Assigned task:
In the listing below, every entry should be duplicated exactly.
******
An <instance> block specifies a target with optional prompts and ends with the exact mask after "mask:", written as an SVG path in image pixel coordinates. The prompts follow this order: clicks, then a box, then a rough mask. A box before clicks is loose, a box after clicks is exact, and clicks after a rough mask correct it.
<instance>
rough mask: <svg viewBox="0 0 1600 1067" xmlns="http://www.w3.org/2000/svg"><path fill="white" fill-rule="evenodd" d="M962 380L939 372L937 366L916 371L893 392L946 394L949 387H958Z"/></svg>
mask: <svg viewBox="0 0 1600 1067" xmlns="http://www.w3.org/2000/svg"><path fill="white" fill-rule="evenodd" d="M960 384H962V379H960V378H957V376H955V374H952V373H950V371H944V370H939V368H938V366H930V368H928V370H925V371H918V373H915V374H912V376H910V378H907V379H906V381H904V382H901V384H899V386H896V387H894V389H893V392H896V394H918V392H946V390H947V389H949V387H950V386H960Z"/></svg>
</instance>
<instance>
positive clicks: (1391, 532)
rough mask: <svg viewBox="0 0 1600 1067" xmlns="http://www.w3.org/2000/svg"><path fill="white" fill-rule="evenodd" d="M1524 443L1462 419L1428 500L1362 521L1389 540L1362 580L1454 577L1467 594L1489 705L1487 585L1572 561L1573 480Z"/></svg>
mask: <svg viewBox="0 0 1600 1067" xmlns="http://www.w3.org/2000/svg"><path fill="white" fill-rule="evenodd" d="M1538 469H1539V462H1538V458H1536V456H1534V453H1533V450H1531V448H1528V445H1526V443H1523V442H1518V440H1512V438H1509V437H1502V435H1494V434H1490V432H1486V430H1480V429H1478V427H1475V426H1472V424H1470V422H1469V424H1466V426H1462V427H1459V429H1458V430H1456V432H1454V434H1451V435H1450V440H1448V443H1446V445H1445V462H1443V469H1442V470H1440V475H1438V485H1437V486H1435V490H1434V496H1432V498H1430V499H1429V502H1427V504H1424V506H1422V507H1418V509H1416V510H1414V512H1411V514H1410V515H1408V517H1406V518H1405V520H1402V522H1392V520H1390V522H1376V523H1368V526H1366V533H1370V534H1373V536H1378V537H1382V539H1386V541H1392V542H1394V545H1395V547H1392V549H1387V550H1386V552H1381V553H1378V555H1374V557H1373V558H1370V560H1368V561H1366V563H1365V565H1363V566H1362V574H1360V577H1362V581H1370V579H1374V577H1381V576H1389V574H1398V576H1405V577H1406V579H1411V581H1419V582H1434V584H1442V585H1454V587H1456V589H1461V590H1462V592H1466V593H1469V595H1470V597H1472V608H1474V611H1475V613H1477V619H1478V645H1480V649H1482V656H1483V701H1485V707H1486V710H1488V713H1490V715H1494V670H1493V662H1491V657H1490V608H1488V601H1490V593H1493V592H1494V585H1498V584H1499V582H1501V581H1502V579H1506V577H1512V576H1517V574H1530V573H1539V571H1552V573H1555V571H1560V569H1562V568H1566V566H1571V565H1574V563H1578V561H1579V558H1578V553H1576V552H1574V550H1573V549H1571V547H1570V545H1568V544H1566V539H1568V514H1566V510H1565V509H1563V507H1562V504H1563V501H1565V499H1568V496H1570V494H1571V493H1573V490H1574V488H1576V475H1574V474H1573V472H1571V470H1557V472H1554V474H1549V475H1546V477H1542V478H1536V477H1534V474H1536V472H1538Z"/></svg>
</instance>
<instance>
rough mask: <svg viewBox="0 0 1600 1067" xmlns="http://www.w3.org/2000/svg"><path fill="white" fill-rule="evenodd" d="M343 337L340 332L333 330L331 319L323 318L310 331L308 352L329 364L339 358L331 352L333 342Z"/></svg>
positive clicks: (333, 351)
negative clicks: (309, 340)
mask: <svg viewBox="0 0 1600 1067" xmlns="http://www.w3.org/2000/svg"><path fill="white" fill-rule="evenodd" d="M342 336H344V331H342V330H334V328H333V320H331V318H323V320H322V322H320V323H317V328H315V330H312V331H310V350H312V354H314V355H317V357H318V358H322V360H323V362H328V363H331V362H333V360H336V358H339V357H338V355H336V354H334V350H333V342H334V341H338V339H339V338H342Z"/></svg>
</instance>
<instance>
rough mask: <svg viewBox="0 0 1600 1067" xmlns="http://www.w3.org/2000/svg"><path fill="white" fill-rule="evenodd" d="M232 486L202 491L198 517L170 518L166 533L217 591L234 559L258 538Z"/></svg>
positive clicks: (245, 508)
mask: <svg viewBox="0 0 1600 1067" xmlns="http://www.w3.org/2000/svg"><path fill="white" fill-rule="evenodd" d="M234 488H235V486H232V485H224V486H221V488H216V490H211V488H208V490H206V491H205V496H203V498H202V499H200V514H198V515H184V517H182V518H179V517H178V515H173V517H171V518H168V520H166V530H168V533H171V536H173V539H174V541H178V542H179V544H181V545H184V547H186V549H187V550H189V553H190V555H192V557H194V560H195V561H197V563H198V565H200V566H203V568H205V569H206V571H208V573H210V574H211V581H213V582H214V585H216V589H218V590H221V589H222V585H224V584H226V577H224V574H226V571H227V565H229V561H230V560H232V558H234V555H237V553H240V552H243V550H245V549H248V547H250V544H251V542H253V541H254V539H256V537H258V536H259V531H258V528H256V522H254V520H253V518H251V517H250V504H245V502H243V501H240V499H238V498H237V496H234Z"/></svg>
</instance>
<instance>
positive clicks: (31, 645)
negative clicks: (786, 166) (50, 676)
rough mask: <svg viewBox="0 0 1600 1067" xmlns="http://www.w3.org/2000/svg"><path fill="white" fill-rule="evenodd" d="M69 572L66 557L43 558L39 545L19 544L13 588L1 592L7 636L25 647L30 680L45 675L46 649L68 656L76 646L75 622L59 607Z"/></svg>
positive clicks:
******
Answer box:
An <instance> block specifies a target with optional prompts and ends with the exact mask after "mask:", written as an SVG path in image pixel coordinates. The prompts follow this order: clicks, then a box, then a rough mask. A box before clicks is loose, a box after clicks is exact, and clicks after a rough mask correct it.
<instance>
rough mask: <svg viewBox="0 0 1600 1067" xmlns="http://www.w3.org/2000/svg"><path fill="white" fill-rule="evenodd" d="M962 380L939 372L937 366L916 371L893 392L946 394L949 387H958Z"/></svg>
mask: <svg viewBox="0 0 1600 1067" xmlns="http://www.w3.org/2000/svg"><path fill="white" fill-rule="evenodd" d="M960 384H962V379H960V378H957V376H955V374H952V373H950V371H944V370H939V368H938V366H930V368H928V370H925V371H918V373H915V374H912V376H910V378H907V379H906V381H904V382H901V384H899V386H896V387H894V389H893V392H896V394H918V392H946V390H947V389H949V387H950V386H960Z"/></svg>
</instance>
<instance>
positive clicks: (1391, 532)
rough mask: <svg viewBox="0 0 1600 1067" xmlns="http://www.w3.org/2000/svg"><path fill="white" fill-rule="evenodd" d="M1524 443L1462 419L1428 500L1362 521L1389 540L1362 580L1454 577L1467 594L1489 705L1487 585L1572 561L1573 480Z"/></svg>
mask: <svg viewBox="0 0 1600 1067" xmlns="http://www.w3.org/2000/svg"><path fill="white" fill-rule="evenodd" d="M1538 469H1539V462H1538V458H1536V456H1534V453H1533V450H1531V448H1528V445H1526V443H1523V442H1518V440H1512V438H1509V437H1502V435H1494V434H1490V432H1486V430H1480V429H1478V427H1475V426H1472V424H1470V422H1469V424H1466V426H1462V427H1459V429H1458V430H1456V432H1454V434H1451V435H1450V440H1448V443H1446V445H1445V462H1443V469H1442V470H1440V475H1438V485H1437V486H1435V490H1434V496H1432V498H1430V499H1429V502H1427V504H1424V506H1422V507H1418V509H1416V510H1414V512H1411V514H1410V515H1408V517H1406V518H1405V520H1402V522H1392V520H1390V522H1376V523H1368V526H1366V533H1370V534H1373V536H1378V537H1382V539H1386V541H1392V542H1394V545H1395V547H1392V549H1387V550H1386V552H1381V553H1378V555H1374V557H1373V558H1370V560H1368V561H1366V563H1365V565H1363V566H1362V574H1360V577H1362V581H1370V579H1374V577H1381V576H1389V574H1398V576H1405V577H1406V579H1411V581H1419V582H1434V584H1442V585H1454V587H1456V589H1461V590H1462V592H1466V593H1469V595H1470V597H1472V608H1474V611H1475V613H1477V619H1478V645H1480V649H1482V656H1483V701H1485V707H1486V710H1488V713H1490V715H1494V670H1493V662H1491V657H1490V608H1488V601H1490V593H1493V592H1494V585H1498V584H1499V582H1501V581H1502V579H1506V577H1512V576H1517V574H1530V573H1539V571H1552V573H1555V571H1560V569H1562V568H1566V566H1571V565H1574V563H1578V561H1579V558H1578V553H1576V552H1574V550H1573V549H1571V547H1570V545H1568V544H1566V539H1568V514H1566V510H1565V509H1563V507H1562V504H1563V501H1565V499H1568V496H1570V494H1571V493H1573V490H1574V488H1576V475H1574V474H1573V472H1571V470H1557V472H1554V474H1549V475H1546V477H1542V478H1536V477H1534V474H1536V472H1538Z"/></svg>
</instance>
<instance>
rough mask: <svg viewBox="0 0 1600 1067" xmlns="http://www.w3.org/2000/svg"><path fill="white" fill-rule="evenodd" d="M343 337L340 332L333 330L331 319L323 318L310 331L308 352L329 364L339 358L331 352L333 342Z"/></svg>
positive clicks: (333, 351)
negative clicks: (309, 340)
mask: <svg viewBox="0 0 1600 1067" xmlns="http://www.w3.org/2000/svg"><path fill="white" fill-rule="evenodd" d="M342 336H344V331H342V330H334V328H333V320H331V318H323V320H322V322H320V323H317V328H315V330H312V331H310V350H312V354H314V355H317V357H318V358H322V360H323V362H328V363H331V362H333V360H336V358H339V357H338V355H336V354H334V350H333V342H334V341H338V339H339V338H342Z"/></svg>
</instance>
<instance>
rough mask: <svg viewBox="0 0 1600 1067" xmlns="http://www.w3.org/2000/svg"><path fill="white" fill-rule="evenodd" d="M232 486L202 491L198 517L170 518L166 533L217 591L234 559L258 538Z"/></svg>
positive clicks: (245, 508)
mask: <svg viewBox="0 0 1600 1067" xmlns="http://www.w3.org/2000/svg"><path fill="white" fill-rule="evenodd" d="M234 488H235V486H232V485H224V486H221V488H216V490H211V488H208V490H206V491H205V496H203V498H202V499H200V514H198V515H184V517H182V518H179V517H178V515H173V517H171V518H168V520H166V530H168V533H171V536H173V539H174V541H178V542H179V544H181V545H184V547H186V549H187V550H189V553H190V555H192V557H194V560H195V561H197V563H198V565H200V566H203V568H205V569H206V571H208V573H210V574H211V581H213V582H214V585H216V589H218V590H221V589H222V585H224V584H226V577H224V574H226V571H227V565H229V561H230V560H232V558H234V555H237V553H240V552H243V550H245V549H248V547H250V544H251V542H253V541H254V539H256V537H258V536H259V531H258V528H256V522H254V520H253V518H251V517H250V504H245V502H243V501H240V499H238V498H237V496H234Z"/></svg>
</instance>
<instance>
positive clicks: (31, 645)
negative clicks: (786, 166) (50, 676)
rough mask: <svg viewBox="0 0 1600 1067" xmlns="http://www.w3.org/2000/svg"><path fill="white" fill-rule="evenodd" d="M69 572L66 557L43 558L39 545L19 544L13 588L1 592L7 636L25 647L30 680L45 675L46 649L68 656L76 646L75 622L59 607Z"/></svg>
positive clicks:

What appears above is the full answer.